[Brief]:
Can you edit the entries below so that every "photograph" reads "image", change nothing else, and leave the pictures out of your version?

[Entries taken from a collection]

================================

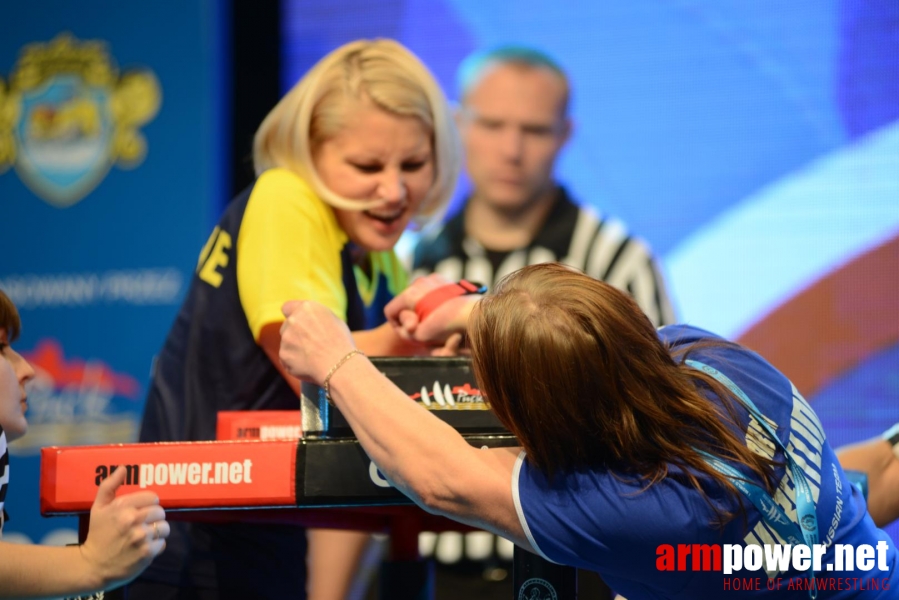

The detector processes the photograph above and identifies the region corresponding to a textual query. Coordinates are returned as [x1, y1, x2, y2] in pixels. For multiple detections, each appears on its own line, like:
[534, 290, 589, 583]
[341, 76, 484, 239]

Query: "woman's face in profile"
[0, 327, 34, 441]
[314, 102, 434, 251]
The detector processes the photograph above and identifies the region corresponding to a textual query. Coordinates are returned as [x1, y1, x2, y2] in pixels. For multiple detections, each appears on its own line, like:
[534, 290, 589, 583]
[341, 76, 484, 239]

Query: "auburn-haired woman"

================================

[Exercise answer]:
The detector processes the image above and identifies the region corresponding to a textual query. Coordinates are returned as [x1, y1, x2, y2] in pixels. For multiple detections, each appears on its own line, like:
[534, 290, 589, 583]
[341, 76, 484, 239]

Query: "woman's face in profile"
[0, 327, 34, 441]
[314, 102, 434, 251]
The detector processes the image above and identifies the region corresponding to a textual query. Coordinates are returned as [x1, y1, x2, y2] in pixels. For multiple detections, each appears on its own line, like:
[534, 290, 589, 583]
[341, 76, 484, 239]

Query: "auburn-haired woman"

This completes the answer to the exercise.